**** Passage shown ****

The Galaxy platform comprises an API that can be used for automatic access to web resources operating on Galaxy. The Bioblend library for Python language was created by Galaxy developers for convenience of using this API.

Web-portal Way2Drug [67] was developed and is maintained by staff of the Laboratory for Structure-Functional Based Drug Design, Institute of Biomedical Chemistry. The computer program PASS Online (previously called PASS INet) became the first open-access web service [68,69,70]. Currently, it can predict about 4,000 types of biological activity. The good predictive capability of PASS Online has been confirmed by years of experience with this resource by almost 15,000 researchers from 90 countries. Hundreds of predictions of biological activity by this web service were confirmed experimentally and reviewed [71,72,73]. PASS Online has demonstrated advantages over other open-access Internet web services that predict drug biological activity profiles [74, 75].

The capabilities for computed prediction of drug properties that are provided by these web resources have expanded considerably in recent years. In particular, the GUSAR computer program [76] could be used to predict acute toxicity for rats after four administration modes [77] and interaction with undesired molecular targets [78]. The web services PASS Targets, which predicts interaction with ~2,500 molecular targets [79], and CLC-Pred, which predicts cytotoxicity against tumor and non-tumor cell lines [80], were created based on data extracted from the ChEMBL DB [23]. The web service MetaTox, which predicts structures and toxicities of metabolites of organic xenobiotics [81], is in operation. A collaborative Russian—Indian project is working on integrating web services based on the Way2Drug and MPDS platforms.

Conclusion

Computer drug design methods have now become an essential part of new drug development [20].

Figure 1 shows how computational methods can be used to design new drugs [82]. Computational methods “from genomes to drugs in silico” [83] are used in all new drug design stages from idea to pharmacy. They can be used to establish mechanisms of pathologies that lead to diseases, to identify promising pharmacological targets for producing pathogenic and ideally etiotropic therapy, and to discover drugs with an array of desired pharmacodynamic and pharmacokinetic characteristics.

Fig. 1
figure 1

Diagram of computational methods in various drug development stages.

Computational methods are based on using established biomedical information for the involvement of separate biological systems on the molecular, cellular, organ-tissue, and organism levels in physiological and pathogenic processes and for biologically active compounds that modulate some physiological functions or others at all levels of the organism under normal and pathological conditions. An enormous amount of information has recently been generated by using high-throughput post-genomic medical technologies [84, 85].

Post-genomic research has generated an enormous amount of varied biomedical and clinical data (Big Data), storage, processing, and analysis of which requires the creation and use of special biological- and chemical-informatics methods, computer programs using these methods, DBs, and knowledge bases. Vigorous work in this area led to an unexpected conclusion, i.e., highly accurate computer predictions must be derived from data of the corresponding quality [86,87,88,89]. Observations over many years of the evolution of web resources available over the Internet such as PubChem, ChEMBL, and ChemSpider led to the conclusion that their developers applied significant efforts to improve the quality of the information presented to researchers. Also, the variety of experimental methods for testing biological activity that is observed in the literature is due to the constant improvement of pharmacology. Training sets of the greatest homogeneity should be used to construct structure—property relationships [88].

Herein, the most significant open-access information and computation resources were reviewed. They can be used to increase the efficiency of searching and designing new drugs. Additional information of interest to the reader can be found in recently published reviews [26, 38, 39, 90, 91].

**** Dataset records ****

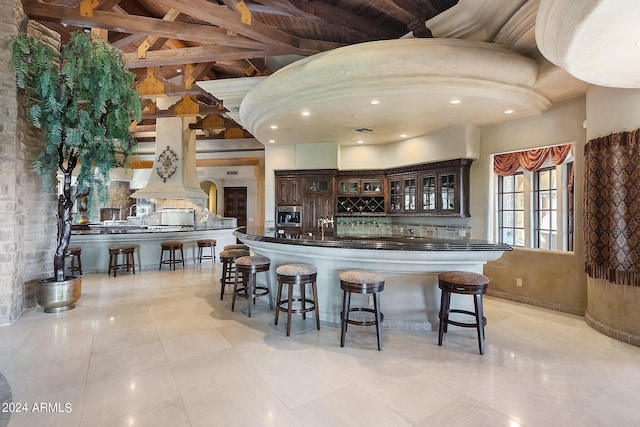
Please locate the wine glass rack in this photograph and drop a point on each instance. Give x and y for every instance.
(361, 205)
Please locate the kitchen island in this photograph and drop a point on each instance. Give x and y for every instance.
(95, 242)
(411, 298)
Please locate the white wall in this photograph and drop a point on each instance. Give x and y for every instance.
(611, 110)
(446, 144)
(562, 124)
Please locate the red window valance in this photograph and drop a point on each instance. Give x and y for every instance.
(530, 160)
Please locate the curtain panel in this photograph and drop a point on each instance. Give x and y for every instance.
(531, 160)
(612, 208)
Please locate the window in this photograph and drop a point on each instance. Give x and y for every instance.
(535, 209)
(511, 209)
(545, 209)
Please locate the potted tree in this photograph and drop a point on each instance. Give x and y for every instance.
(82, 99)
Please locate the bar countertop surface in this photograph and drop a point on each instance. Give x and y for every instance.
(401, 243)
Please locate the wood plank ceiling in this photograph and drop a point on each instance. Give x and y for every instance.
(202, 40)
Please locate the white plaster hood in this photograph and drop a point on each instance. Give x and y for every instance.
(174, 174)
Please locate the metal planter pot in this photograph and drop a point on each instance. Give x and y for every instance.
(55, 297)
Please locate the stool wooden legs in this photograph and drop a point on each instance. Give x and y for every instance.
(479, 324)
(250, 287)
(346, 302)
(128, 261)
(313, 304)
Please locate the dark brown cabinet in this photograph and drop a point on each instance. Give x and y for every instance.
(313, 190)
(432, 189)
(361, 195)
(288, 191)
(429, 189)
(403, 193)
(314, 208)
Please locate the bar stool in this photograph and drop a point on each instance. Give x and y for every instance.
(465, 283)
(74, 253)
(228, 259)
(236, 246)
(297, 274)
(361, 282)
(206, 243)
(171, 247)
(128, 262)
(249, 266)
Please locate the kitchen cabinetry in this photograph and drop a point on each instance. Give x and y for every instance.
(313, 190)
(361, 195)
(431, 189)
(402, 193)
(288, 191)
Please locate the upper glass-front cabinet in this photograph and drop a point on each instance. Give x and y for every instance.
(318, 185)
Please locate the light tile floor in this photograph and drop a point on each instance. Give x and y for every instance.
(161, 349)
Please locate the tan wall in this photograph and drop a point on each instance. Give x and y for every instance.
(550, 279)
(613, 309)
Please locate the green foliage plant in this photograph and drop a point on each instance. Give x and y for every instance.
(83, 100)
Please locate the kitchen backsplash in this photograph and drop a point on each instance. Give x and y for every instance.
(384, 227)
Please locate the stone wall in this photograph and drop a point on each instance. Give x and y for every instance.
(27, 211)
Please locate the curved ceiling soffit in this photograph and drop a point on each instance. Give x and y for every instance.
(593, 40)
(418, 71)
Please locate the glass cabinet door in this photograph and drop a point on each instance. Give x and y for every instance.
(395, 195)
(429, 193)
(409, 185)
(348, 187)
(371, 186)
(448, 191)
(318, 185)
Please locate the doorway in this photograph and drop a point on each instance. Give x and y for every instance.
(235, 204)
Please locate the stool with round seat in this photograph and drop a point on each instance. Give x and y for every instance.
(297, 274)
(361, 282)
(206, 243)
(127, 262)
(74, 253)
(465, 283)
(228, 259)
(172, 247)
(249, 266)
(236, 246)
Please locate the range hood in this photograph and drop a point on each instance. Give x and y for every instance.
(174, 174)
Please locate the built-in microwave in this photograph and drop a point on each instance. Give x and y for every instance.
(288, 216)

****
**** Dataset records ****

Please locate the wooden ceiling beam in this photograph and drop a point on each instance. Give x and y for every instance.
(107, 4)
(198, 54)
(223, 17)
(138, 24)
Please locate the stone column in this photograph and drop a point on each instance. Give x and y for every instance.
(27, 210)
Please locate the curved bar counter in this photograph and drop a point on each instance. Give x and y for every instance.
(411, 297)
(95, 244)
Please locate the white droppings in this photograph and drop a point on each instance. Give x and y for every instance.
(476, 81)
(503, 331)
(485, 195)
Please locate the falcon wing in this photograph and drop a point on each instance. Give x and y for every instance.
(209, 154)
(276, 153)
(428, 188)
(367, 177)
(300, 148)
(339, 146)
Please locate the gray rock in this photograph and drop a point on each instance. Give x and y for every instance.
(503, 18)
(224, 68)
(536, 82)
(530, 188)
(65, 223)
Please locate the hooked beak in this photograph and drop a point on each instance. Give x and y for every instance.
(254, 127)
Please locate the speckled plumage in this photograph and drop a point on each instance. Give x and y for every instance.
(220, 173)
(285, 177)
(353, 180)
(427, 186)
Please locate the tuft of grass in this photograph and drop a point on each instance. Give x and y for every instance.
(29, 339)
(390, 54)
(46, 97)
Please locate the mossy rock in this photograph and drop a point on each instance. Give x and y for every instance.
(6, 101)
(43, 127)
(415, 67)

****

■ **Required action 1**: According to the passage on drug design resources, how many researchers have used PASS Online?
■ **Required action 2**: Reproduce the passage on drug design resources from the words "The Galaxy platform" through "using this API.", switching "Python" to "Perl".

■ **Response box 1**: Almost 15,000 researchers from 90 countries.

■ **Response box 2**:
The Galaxy platform comprises an API that can be used for automatic access to web resources operating on Galaxy. The Bioblend library for Perl language was created by Galaxy developers for convenience of using this API.